● **Задание**
Как будут выглядеть все строки данных ниже, если преобразовать их в таблицу Markdown со столбцами «Номер» и «Строка», пропустив пустые строки?

Записи контуров именованных областей
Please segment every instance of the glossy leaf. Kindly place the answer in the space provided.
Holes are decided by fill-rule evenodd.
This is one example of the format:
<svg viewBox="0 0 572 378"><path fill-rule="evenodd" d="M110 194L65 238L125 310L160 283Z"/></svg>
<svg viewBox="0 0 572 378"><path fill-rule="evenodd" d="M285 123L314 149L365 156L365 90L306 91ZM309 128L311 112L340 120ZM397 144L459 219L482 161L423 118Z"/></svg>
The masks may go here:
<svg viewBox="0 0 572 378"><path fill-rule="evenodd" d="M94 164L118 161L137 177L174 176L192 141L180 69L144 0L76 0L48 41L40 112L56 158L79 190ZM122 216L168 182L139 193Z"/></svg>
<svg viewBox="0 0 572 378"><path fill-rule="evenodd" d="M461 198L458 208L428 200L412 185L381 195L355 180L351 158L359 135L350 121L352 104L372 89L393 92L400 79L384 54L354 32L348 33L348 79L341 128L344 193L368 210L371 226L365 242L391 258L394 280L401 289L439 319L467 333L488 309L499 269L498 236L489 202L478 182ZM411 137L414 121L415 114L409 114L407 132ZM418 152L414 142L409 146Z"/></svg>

● **Ответ на задание**
| Номер | Строка |
|---|---|
| 1 | Please segment every instance of the glossy leaf. Kindly place the answer in the space provided. |
| 2 | Holes are decided by fill-rule evenodd. |
| 3 | This is one example of the format: |
| 4 | <svg viewBox="0 0 572 378"><path fill-rule="evenodd" d="M110 194L65 238L125 310L160 283Z"/></svg> |
| 5 | <svg viewBox="0 0 572 378"><path fill-rule="evenodd" d="M285 123L314 149L365 156L365 90L306 91ZM309 128L311 112L340 120ZM397 144L459 219L482 161L423 118Z"/></svg> |
| 6 | The masks may go here: |
| 7 | <svg viewBox="0 0 572 378"><path fill-rule="evenodd" d="M94 164L118 161L137 177L174 176L192 141L180 69L144 0L76 0L48 41L40 112L56 158L79 190ZM122 216L168 182L139 193Z"/></svg> |
| 8 | <svg viewBox="0 0 572 378"><path fill-rule="evenodd" d="M461 198L458 208L428 200L412 185L381 195L355 180L351 158L359 135L350 121L352 104L372 89L393 92L400 79L384 54L354 32L348 33L348 79L341 128L344 193L368 210L371 226L365 242L391 258L394 280L401 289L439 319L467 333L488 309L499 269L498 236L489 202L478 182ZM411 137L414 121L415 114L409 114L407 132ZM418 152L414 142L409 146Z"/></svg> |